• [PASSAGE TO READ]
────
China’s Big Six banks meet first-quarter profit forecasts, but Covid-led slowdown poses higher bad loan risks

  • Leading state-owned Chinese banks report first-quarter profit growth in line with expectations
  • Postal Savings Bank of China beat estimates, posting 18 per cent profit growth

China’s Big Six state-controlled banks reported first-quarter net profit growth in line with analysts’ expectations on the back of strong loan growth and lower bad-loan provisions, helped by the central bank’s supportive measures.

The Big Six – Agricultural Bank of China, Bank of Communications, Bank of China, China Construction Bank, Industrial and Commercial Bank of China and Postal Savings Bank of China – reported stable non-performing loan (NPL) ratios in the first-quarter compared with the end of last year, thereby lightening their impairment charges.

But going into the second half, there is likely to be an overall increase in corporate and retail NPLs due to the slowing economy, said Chen Shujin, an analyst at Jefferies.

“We expect more negative impact to [NPL ratios] for personal business loans due to the recent lockdowns in major cities,” said Chen.

The banking sector escaped the impact of the latest Omicron outbreak in Shanghai, which brought China’s financial hub to a halt after a lockdown was imposed on April 1. China is now grappling with one the most severe bouts of disruption to economic activity since the Covid-19 pandemic started in late 2019, as the nation’s zero-Covid policy has forced factories and businesses to suspend operations intermittently over the last two months.

China’s urban unemployment rate rose to 5.8 per cent in March, from 5.5 per cent in February. The onshore yuan, meanwhile, has fallen to a 17-month low against the US dollar, as doubts about whether China could reach its gross domestic growth target of around 5.5 per cent deepened.

The NPL ratio may still improve in the first half because of the People’s Bank of China’s continuing monetary loosening policies since late last year, said Chen. With cuts in the reserve requirement ratios, banks generally face less liquidity issues and thus improve the overdue loan ratio.
────
• [DATA SHOWN]
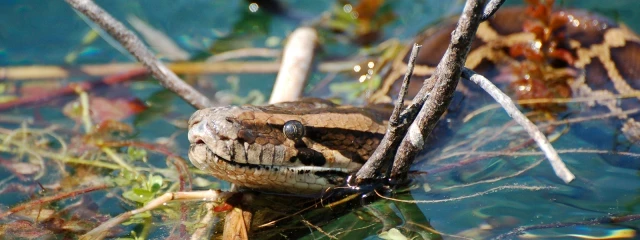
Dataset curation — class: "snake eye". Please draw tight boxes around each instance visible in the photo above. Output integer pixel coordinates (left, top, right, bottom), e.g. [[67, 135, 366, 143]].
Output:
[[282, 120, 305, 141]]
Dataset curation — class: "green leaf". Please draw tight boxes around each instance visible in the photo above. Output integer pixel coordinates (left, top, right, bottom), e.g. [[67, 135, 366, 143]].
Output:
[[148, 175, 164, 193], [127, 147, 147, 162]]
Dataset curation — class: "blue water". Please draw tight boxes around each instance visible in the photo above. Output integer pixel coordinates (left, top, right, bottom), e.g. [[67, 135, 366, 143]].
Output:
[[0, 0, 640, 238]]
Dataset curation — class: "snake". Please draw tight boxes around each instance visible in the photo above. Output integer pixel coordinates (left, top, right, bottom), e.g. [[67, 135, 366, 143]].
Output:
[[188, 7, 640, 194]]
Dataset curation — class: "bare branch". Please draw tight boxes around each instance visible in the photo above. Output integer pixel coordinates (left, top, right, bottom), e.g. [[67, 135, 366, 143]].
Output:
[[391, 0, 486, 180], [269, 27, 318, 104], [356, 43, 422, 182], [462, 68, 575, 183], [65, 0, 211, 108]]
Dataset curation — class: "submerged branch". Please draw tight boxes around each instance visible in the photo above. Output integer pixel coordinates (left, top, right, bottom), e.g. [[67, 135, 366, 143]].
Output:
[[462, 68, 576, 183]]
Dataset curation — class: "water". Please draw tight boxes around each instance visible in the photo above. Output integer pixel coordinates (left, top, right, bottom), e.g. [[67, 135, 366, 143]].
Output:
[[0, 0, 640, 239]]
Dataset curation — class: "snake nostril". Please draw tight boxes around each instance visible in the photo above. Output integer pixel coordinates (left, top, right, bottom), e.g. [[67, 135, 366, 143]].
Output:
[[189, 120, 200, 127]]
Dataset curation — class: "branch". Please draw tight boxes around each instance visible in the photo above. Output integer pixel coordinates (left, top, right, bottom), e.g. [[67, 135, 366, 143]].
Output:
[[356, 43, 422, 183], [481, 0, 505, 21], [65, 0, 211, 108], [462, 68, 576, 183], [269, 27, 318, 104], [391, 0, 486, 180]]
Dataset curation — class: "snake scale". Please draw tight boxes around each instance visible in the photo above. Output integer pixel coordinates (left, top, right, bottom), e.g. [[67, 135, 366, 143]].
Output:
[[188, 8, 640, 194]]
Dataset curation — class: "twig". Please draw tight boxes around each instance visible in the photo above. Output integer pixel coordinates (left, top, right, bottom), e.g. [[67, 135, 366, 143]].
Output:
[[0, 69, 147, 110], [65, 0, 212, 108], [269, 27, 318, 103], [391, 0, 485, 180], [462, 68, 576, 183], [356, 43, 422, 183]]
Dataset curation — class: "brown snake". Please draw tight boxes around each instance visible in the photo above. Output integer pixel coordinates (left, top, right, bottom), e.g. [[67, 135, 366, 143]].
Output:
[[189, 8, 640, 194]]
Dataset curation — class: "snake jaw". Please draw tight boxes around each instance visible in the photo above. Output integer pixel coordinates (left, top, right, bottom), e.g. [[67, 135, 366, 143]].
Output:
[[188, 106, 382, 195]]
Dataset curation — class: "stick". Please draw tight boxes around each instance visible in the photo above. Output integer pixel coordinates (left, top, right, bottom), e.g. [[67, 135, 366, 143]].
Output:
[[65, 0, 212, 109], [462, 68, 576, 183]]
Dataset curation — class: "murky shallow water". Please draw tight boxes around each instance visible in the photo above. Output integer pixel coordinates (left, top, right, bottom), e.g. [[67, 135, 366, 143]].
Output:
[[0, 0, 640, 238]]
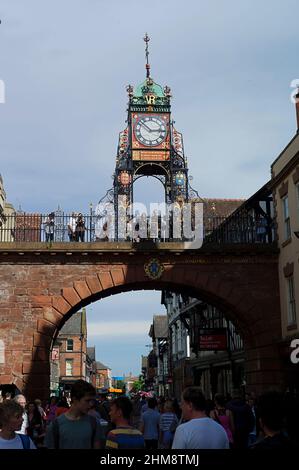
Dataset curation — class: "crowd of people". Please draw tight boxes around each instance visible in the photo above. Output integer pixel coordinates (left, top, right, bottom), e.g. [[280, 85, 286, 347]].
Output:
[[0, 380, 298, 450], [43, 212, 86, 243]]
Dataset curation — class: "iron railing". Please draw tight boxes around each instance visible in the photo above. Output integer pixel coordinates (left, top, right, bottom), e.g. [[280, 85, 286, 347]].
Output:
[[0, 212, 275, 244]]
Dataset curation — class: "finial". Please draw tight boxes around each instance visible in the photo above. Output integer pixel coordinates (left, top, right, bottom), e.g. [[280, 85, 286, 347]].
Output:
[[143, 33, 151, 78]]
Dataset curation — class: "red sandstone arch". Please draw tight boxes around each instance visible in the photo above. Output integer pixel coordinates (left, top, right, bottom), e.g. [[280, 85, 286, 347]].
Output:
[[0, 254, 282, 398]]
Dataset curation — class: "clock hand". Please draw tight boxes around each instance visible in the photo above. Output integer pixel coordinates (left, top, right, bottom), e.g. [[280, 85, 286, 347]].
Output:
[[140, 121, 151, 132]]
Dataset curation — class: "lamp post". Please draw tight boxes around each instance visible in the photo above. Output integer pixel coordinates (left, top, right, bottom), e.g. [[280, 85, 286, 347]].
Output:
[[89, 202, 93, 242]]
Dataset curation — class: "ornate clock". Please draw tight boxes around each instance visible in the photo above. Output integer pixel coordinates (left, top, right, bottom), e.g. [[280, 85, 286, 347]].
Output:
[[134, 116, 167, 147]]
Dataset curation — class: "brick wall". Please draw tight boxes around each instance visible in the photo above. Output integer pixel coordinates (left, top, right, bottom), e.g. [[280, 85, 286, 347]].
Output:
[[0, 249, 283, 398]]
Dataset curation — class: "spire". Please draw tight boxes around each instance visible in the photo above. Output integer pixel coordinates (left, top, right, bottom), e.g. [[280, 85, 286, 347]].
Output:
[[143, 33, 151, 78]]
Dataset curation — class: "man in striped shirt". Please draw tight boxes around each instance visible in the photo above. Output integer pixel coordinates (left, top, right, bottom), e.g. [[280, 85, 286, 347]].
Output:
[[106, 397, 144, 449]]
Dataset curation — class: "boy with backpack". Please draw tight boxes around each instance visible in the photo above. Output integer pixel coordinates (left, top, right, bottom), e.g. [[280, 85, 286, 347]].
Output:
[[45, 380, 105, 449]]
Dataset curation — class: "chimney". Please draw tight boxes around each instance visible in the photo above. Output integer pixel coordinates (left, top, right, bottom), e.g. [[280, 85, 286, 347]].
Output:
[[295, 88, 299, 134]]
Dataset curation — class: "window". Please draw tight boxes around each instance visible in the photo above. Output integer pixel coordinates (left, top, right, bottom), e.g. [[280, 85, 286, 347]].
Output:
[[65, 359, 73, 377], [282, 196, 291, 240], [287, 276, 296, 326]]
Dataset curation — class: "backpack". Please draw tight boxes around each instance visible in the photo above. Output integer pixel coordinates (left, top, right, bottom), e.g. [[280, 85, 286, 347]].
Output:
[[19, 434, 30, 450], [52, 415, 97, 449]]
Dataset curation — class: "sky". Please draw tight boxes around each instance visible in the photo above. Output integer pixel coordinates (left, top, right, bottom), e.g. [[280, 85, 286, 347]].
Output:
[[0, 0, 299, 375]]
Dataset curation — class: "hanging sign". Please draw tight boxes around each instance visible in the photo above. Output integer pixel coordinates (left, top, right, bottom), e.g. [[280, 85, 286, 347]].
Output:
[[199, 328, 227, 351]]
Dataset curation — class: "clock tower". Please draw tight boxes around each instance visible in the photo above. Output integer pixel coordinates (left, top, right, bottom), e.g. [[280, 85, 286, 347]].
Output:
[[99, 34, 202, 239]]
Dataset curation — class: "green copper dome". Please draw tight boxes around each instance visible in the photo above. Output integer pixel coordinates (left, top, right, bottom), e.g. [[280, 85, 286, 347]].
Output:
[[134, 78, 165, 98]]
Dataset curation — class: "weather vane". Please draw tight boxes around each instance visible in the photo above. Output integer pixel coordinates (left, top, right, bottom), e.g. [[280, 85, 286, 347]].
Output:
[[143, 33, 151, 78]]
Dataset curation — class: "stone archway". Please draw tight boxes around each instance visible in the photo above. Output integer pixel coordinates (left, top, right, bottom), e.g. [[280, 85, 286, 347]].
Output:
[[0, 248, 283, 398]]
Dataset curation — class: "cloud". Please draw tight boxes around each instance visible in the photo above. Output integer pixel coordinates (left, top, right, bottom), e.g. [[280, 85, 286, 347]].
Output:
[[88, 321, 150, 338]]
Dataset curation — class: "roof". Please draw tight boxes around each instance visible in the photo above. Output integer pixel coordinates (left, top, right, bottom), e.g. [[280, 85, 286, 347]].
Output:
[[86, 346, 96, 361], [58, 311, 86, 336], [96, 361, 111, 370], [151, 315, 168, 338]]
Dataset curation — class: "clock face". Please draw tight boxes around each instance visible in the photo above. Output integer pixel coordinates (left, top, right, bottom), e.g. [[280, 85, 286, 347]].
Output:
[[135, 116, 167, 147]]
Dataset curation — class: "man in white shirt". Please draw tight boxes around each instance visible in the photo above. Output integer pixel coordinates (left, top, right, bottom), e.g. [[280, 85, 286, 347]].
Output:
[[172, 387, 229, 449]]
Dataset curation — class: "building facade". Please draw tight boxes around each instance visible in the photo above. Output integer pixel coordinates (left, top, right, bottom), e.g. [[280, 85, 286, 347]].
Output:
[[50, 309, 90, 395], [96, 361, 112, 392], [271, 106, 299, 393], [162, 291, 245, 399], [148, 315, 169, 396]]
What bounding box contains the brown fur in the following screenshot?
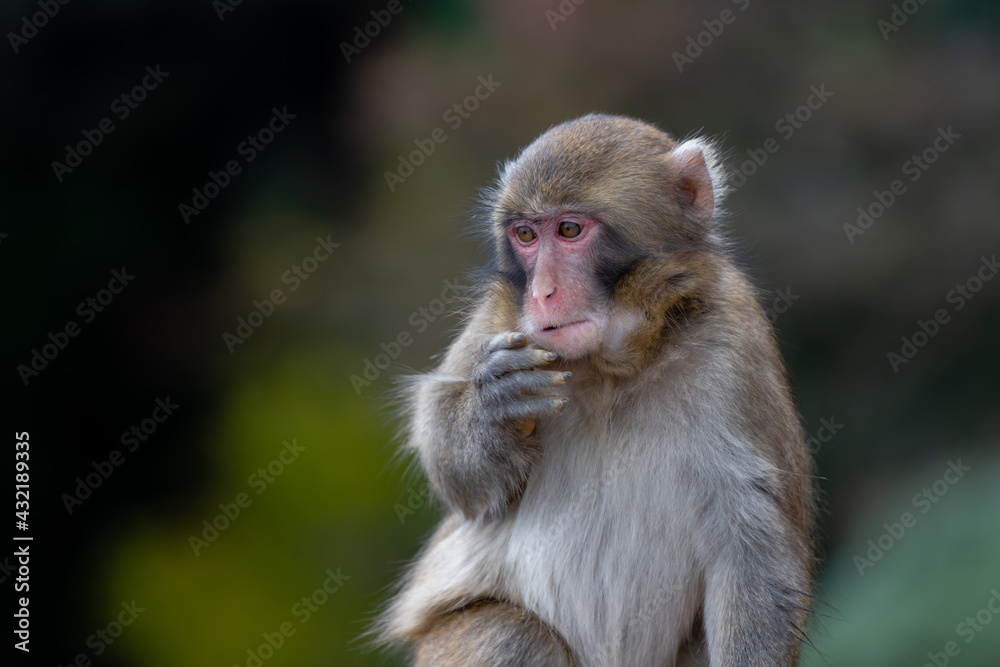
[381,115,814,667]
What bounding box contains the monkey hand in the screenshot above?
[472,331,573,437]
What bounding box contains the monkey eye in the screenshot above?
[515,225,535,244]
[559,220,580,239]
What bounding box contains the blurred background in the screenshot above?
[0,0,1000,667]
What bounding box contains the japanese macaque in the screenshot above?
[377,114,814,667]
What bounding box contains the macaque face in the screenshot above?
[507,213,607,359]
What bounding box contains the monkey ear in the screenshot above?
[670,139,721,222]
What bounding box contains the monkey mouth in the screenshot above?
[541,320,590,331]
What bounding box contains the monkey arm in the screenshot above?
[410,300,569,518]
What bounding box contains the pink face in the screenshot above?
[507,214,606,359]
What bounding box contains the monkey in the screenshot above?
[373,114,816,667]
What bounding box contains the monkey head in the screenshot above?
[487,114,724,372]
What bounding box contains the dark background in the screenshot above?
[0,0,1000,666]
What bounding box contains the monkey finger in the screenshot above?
────
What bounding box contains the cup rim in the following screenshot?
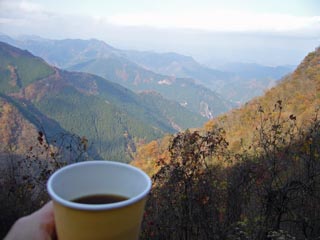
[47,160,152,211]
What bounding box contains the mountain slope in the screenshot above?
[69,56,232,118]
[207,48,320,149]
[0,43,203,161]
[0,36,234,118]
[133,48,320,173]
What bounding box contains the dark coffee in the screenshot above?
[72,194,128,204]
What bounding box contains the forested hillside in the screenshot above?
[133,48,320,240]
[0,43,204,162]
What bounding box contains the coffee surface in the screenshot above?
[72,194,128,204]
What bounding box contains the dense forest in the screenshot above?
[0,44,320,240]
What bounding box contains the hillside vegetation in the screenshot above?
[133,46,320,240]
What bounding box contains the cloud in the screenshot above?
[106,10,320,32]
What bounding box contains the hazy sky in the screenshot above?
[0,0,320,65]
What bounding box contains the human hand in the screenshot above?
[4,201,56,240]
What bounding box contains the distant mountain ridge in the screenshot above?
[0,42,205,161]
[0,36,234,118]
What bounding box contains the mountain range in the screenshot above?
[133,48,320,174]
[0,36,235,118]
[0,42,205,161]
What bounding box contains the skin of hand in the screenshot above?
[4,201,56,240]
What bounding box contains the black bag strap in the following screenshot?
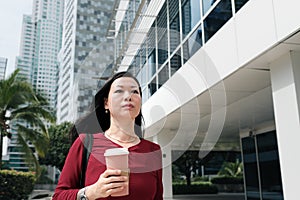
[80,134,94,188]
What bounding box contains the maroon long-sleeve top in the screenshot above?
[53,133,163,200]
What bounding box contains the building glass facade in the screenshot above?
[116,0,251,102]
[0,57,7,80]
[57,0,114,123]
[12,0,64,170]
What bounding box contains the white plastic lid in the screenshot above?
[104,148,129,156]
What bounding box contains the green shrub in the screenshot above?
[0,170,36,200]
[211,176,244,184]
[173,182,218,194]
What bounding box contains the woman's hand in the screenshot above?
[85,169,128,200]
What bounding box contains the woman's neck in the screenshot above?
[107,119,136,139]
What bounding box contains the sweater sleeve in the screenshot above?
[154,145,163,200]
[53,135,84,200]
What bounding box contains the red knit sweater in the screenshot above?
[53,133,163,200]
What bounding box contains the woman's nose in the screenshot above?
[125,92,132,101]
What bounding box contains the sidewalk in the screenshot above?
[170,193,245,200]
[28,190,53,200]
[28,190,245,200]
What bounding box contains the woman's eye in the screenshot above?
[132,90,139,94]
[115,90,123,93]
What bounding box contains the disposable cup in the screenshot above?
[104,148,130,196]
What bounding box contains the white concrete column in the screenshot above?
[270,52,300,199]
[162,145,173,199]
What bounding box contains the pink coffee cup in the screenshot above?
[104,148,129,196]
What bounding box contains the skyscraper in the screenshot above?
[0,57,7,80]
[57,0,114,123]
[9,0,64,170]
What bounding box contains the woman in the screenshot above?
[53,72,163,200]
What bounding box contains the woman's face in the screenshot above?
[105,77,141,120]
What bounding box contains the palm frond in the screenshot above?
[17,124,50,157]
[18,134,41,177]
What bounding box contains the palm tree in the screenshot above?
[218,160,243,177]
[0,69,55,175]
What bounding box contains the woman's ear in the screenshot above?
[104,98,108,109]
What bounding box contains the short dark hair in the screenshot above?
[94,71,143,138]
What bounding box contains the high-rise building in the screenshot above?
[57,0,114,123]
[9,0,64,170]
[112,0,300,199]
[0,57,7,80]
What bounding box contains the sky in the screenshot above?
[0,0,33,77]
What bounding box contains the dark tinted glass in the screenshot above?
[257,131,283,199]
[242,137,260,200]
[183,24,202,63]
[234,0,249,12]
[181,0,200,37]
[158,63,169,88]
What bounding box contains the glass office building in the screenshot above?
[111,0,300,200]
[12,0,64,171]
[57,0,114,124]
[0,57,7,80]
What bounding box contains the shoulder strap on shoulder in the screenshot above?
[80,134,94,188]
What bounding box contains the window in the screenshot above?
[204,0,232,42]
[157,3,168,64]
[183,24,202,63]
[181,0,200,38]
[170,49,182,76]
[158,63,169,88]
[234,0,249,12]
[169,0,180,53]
────
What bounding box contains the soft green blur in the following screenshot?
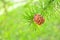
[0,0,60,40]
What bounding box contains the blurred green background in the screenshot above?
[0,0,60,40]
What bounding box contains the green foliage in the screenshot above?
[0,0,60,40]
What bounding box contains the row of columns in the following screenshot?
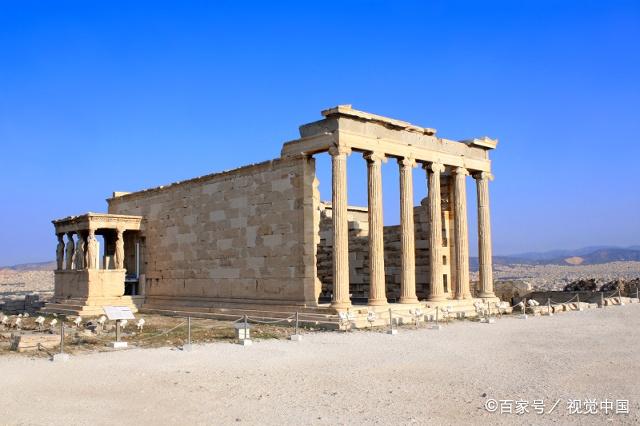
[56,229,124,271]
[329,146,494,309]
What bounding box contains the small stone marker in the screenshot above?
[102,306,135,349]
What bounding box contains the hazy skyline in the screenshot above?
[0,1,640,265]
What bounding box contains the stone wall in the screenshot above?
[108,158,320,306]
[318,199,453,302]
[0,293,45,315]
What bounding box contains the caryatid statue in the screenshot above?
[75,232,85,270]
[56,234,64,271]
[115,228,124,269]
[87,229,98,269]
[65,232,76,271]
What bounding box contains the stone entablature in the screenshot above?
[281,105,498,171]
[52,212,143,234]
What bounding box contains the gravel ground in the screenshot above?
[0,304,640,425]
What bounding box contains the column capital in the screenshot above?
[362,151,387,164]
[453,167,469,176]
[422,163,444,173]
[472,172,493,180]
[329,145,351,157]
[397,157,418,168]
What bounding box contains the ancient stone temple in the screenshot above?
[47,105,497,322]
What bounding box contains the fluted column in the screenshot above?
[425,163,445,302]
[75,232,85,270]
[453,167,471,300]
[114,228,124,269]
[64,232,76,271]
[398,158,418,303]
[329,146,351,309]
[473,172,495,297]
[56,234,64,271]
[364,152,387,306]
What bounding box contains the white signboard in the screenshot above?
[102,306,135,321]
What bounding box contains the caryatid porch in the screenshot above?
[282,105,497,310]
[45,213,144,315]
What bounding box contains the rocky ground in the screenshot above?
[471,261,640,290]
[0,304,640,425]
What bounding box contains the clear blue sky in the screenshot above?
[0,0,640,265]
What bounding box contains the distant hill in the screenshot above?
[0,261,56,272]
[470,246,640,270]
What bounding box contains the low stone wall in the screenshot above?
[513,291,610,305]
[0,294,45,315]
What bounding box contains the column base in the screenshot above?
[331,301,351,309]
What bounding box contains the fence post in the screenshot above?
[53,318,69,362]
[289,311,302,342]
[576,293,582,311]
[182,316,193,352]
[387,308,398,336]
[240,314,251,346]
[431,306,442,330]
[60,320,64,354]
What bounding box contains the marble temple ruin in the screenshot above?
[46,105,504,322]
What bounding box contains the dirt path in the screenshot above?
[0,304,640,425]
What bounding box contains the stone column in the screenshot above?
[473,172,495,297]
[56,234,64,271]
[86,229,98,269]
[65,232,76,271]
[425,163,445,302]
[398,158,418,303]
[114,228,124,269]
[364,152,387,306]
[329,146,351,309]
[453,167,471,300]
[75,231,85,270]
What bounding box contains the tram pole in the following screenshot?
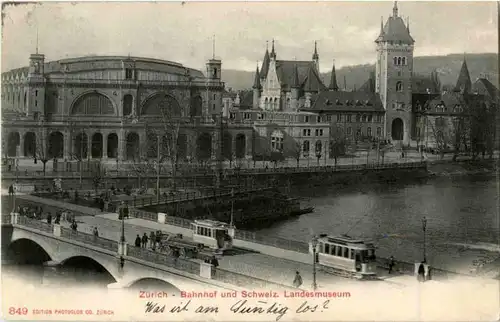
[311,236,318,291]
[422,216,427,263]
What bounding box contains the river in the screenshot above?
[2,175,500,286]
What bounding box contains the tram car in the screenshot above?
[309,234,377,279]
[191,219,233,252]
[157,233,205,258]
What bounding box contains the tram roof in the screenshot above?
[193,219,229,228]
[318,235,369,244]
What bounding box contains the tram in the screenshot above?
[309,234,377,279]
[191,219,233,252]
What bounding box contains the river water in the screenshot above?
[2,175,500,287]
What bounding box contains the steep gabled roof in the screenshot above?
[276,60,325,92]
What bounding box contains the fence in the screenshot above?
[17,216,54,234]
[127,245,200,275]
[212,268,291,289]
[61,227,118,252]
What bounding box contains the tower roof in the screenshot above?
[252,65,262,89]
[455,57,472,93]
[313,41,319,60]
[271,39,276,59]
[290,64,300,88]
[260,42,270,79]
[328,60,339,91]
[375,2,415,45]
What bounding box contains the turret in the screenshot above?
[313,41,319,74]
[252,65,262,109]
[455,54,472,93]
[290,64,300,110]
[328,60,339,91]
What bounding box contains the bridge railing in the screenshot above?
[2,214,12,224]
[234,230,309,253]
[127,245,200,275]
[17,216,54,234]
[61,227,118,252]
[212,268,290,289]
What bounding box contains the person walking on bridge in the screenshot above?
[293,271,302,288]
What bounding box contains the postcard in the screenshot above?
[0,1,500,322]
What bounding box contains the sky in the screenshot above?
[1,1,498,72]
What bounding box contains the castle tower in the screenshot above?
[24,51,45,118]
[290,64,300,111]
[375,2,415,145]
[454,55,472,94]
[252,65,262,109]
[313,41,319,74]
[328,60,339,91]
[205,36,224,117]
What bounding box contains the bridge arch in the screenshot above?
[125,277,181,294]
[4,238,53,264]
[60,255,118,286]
────
• [WHAT TO DO]
A. Name each bank that the article on China's Big Six banks counts among the Big Six.
B. Resume the article on the Big Six banks' first-quarter profits after its final sentence.
The listing comes from a different source than the article.

• [PER-TASK OUTPUTS]
A. Agricultural Bank of China, Bank of Communications, Bank of China, China Construction Bank, Industrial and Commercial Bank of China, Postal Savings Bank of China

B.
Below is a summary of the Big Six banks’ results for the first-quarter:

Agricultural Bank of China’s first quarter net profit rose 7.4 per cent year on year to 70.8 billion yuan (US$10.7 billion). Its NPL ratio improved slightly to 1.41 per cent, down 2 basis points from the end of last year.

Bank of Communications’ net profit rose 6.3 per cent to 23.3 billion yuan. Its NPL ratio was 1.47 per cent, down 1 basis point.

Bank of China’s net profit rose 7 per cent to 57.8 billion yuan. Its NPL ratio was 1.31 per cent, down 2 basis points.

China Construction Bank’s net profit rose 6.8 per cent to 88.7 billion yuan. Its NPL ratio was 1.4 per cent, down 2 basis points.

Industrial and Commercial Bank of China’s net profit rose 5.7 per cent to 90.6 billion yuan. Its non-performing loan ratio was unchanged at 1.42 per cent.

Postal Savings Bank of China (PSBC) was the only bank to top estimates. Net profit rose 17.8 per cent to 25 billion yuan, while the NPL ratio was 0.82 per cent, the same as the end of 2021.

PSBC, which has the highest proportion of deposits placed with the central bank among the Big Six, is likely to benefit the most from the PBOC’s cut in the reserve requirement ratio, according to Jefferies.

This month the PBOC cut the RRR by a quarter percentage point, the third in the current easing cycle, to 8.1 per cent.

The investment bank has PSBC as one of its top-pick Chinese banks, with a “hold” rating and target price of HK$5.62.